Excerpts from location labeling data:
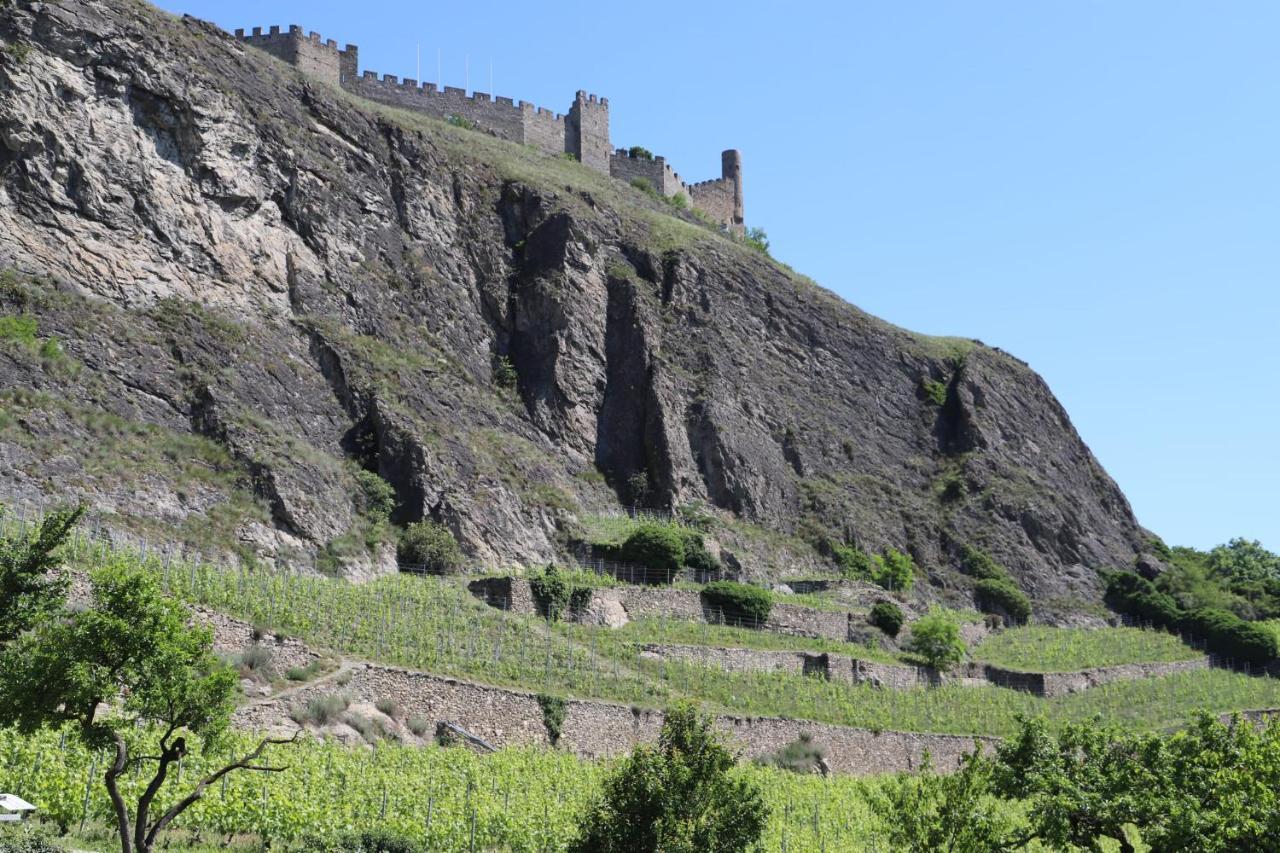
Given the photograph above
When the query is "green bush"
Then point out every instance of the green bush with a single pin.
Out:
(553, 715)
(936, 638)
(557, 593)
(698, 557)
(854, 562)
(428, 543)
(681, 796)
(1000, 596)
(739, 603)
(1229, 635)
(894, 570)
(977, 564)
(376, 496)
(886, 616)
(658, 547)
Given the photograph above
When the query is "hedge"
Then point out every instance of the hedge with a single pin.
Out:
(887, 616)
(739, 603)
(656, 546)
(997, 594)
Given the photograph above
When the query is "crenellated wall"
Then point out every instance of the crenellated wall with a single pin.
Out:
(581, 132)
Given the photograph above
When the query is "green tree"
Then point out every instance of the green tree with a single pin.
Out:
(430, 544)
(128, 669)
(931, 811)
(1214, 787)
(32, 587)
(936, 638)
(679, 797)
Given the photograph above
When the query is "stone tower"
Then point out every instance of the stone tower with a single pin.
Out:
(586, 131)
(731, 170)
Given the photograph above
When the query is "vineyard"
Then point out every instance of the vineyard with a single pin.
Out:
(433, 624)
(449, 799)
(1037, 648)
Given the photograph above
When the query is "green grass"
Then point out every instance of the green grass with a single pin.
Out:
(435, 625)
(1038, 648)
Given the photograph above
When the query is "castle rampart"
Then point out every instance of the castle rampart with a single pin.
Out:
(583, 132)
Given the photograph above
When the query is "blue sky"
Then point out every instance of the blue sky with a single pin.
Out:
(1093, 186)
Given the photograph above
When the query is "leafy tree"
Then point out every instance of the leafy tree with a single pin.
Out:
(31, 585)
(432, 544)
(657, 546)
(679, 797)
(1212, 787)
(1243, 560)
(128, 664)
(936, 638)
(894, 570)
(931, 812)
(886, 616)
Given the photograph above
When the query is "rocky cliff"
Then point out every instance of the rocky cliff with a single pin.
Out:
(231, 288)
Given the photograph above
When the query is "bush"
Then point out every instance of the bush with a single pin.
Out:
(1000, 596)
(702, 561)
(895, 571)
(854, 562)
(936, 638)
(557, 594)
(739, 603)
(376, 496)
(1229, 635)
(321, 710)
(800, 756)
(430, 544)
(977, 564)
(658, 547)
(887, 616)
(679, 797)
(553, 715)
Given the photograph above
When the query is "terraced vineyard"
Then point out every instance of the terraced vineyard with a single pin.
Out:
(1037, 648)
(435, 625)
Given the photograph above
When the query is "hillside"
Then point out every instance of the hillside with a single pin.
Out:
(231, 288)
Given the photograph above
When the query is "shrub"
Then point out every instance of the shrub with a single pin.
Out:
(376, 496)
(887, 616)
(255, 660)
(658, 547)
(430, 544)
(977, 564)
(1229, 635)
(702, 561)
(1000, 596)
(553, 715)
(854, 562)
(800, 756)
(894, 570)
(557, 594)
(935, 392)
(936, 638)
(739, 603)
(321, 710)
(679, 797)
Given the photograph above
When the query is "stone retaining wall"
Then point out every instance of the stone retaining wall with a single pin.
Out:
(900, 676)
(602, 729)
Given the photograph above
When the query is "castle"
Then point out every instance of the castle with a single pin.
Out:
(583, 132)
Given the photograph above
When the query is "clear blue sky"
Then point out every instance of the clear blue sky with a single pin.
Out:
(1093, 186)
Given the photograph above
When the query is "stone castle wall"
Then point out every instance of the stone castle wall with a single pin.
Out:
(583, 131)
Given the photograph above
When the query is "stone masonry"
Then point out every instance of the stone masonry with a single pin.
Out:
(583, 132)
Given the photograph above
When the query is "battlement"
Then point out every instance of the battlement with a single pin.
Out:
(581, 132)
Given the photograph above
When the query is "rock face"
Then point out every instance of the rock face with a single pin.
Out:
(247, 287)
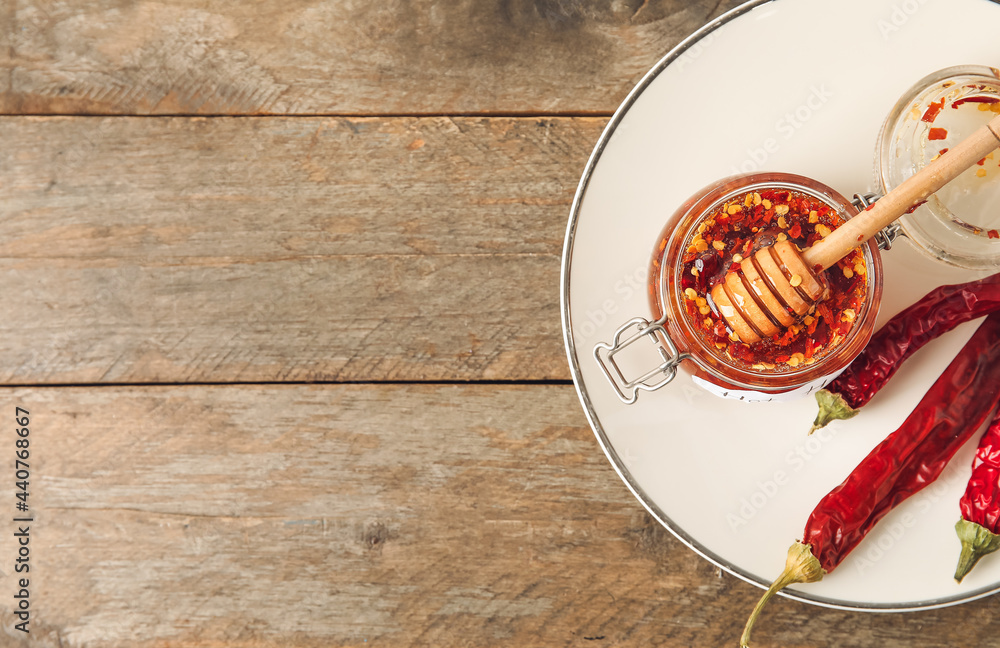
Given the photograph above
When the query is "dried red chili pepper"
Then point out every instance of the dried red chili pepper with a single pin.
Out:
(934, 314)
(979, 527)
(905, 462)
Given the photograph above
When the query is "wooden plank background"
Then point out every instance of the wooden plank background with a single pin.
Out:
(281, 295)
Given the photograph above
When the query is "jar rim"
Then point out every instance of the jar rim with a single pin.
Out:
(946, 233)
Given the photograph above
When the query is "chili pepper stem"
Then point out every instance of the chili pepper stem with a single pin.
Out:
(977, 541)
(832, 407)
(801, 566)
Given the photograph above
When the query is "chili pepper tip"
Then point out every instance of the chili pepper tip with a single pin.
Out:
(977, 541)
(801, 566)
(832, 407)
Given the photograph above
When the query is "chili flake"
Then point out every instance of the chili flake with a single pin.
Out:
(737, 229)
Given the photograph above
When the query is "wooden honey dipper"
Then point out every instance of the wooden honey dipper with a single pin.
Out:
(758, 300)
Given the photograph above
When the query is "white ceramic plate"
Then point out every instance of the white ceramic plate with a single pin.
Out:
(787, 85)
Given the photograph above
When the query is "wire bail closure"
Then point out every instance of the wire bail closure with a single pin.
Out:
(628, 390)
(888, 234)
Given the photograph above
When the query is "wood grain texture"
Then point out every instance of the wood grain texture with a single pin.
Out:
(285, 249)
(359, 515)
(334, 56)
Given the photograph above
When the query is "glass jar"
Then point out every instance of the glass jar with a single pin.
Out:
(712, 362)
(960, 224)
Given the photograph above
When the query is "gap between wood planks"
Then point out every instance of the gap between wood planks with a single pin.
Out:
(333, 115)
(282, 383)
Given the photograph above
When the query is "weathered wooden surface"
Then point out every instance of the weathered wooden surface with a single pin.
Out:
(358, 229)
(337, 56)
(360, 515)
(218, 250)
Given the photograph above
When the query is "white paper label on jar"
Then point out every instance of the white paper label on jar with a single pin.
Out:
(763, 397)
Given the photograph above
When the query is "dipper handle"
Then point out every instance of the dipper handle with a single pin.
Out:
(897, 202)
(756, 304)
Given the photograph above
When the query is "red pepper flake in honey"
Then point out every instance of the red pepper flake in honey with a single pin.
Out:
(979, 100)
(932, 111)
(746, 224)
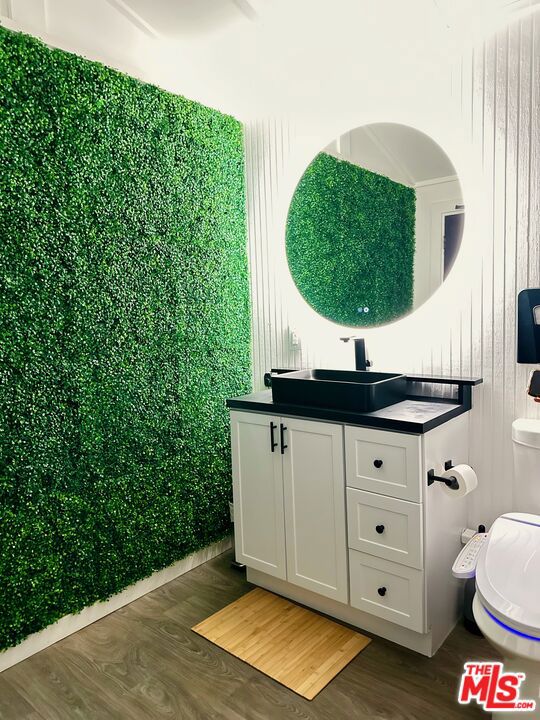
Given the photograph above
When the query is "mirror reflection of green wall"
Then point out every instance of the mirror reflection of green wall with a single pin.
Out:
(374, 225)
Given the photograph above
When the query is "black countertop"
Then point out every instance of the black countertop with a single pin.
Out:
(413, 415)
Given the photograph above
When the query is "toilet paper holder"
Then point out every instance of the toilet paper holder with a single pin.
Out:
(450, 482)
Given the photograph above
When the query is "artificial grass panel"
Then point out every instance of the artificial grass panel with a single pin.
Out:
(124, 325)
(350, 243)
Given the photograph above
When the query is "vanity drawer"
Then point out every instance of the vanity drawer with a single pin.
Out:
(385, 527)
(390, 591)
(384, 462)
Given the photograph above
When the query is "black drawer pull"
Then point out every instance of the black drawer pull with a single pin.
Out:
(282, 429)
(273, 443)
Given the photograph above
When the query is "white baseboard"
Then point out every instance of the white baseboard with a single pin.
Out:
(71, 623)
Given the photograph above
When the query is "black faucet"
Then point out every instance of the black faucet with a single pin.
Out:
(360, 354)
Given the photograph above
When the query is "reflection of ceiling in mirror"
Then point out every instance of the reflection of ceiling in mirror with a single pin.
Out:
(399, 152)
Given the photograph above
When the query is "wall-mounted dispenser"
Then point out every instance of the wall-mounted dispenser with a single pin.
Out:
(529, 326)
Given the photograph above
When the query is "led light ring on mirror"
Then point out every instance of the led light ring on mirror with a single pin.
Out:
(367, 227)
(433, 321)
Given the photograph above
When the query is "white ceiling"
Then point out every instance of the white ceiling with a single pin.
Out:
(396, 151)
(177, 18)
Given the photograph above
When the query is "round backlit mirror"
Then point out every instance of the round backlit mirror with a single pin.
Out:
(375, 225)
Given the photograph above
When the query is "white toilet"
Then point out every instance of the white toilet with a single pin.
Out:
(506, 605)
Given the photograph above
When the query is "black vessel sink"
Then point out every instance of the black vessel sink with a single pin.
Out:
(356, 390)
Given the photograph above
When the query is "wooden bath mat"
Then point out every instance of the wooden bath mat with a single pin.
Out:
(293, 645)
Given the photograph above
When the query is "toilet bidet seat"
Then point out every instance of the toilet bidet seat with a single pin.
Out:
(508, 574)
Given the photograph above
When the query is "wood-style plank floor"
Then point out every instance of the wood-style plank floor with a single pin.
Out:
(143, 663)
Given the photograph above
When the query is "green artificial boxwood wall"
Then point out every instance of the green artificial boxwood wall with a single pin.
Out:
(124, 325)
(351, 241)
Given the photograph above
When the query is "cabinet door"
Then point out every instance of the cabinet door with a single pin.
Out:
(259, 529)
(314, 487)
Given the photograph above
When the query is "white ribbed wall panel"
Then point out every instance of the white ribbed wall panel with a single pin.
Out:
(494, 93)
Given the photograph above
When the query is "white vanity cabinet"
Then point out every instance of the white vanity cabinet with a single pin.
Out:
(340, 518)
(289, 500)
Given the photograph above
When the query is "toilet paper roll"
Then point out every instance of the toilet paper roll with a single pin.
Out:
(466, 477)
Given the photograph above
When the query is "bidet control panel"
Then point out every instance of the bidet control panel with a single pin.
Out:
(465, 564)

WORK TO DO
Tally the lines of the listing above that contain the string "planks", and reply with the number alone.

SOLUTION
2